Supplied passage »

After I got the new humidifier it started to grow, which I take as a good sign.


----------



## Trithor (Jun 6, 2013)

Rick said:


> How many do you have Trithor? What's your culture like on these?



I have 15 plants in various sizes and from various sources. I cannot say that any grow very well, but they do grow and flower (if somewhat intermittantly)
I try to maintain them at very high humidity, along with the violascens, but give them slightly higher light levels, kind of midway between multi light and mottle light) This is the only group that I heat in winter. While all of the rest are allowed to go down to arround 8 degree C, these are maintained on a hotbed set at 22 degree c (They are covered over at night so their min temp at root will be about 21, while leaf temp will probably go down to about 17. Daytime temps are about 22 for roots and 27 for leaf in winter and all the above about 5 degree C warmer in Summer)
I am hoping with a higher mag and calcium level, with a much lower K level, that there will be an improvement. These are the only two species which I have not split into the test that I am running, as the hotbed unfortunately falls within the K-Lite half of my greenhouse, so i suppose it is do-or-die for them


----------



## limuhead (Sep 1, 2013)

Interesting. I just bought a mini-compot(5 seedlings) of mastersianum on Ebay today. I think I paid 26 bucks for it. Hope I can grow them, but hey, I have killed a lot of much more expensive plants than that...


----------



## paworsport (Sep 2, 2013)

Beautifull
I love this species for his color and long lasting
Is it really a slow grower ?:clap:


----------



## Susie11 (Sep 2, 2013)

It's very nice.


----------



## Paul (Sep 2, 2013)

quite slow... growths can bloom in a year but plant only starts to clump now with 2/3 new growths for the first time after 3 or 4 years of culture.

Required tasks »
• A. In the orchid thread, what temperature is the hotbed set to?
• B. Please return the stretch of the orchid thread from "## limuhead (Sep" through "plants than that...", copied verbatim.

Extracted information »
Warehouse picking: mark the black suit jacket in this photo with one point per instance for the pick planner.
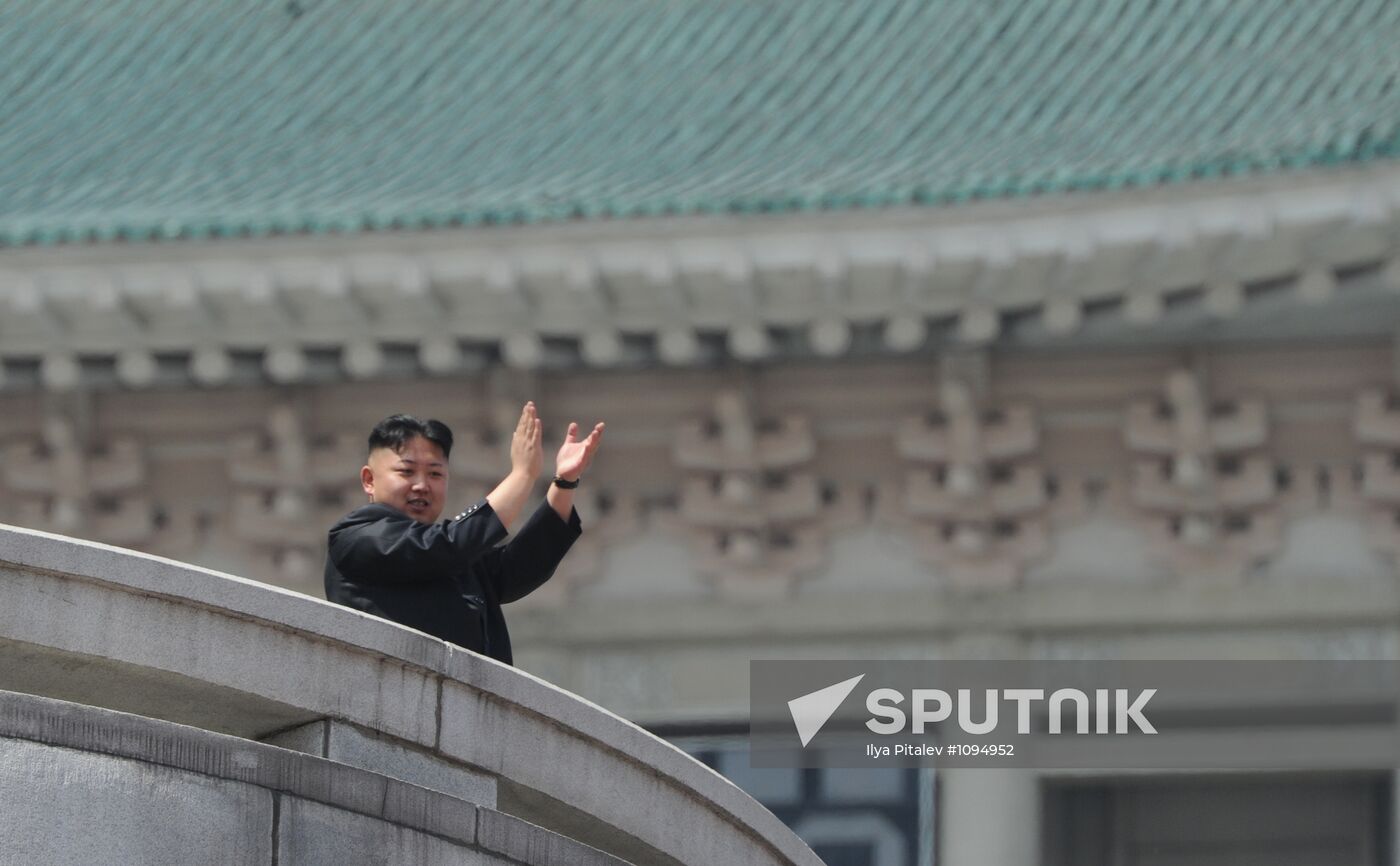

...

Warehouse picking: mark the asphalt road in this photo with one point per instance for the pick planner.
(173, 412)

Worked solutions »
• A. 22 degrees C.

• B.
## limuhead (Sep 1, 2013)

Interesting. I just bought a mini-compot(5 seedlings) of mastersianum on Ebay today. I think I paid 26 bucks for it. Hope I can grow them, but hey, I have killed a lot of much more expensive plants than that...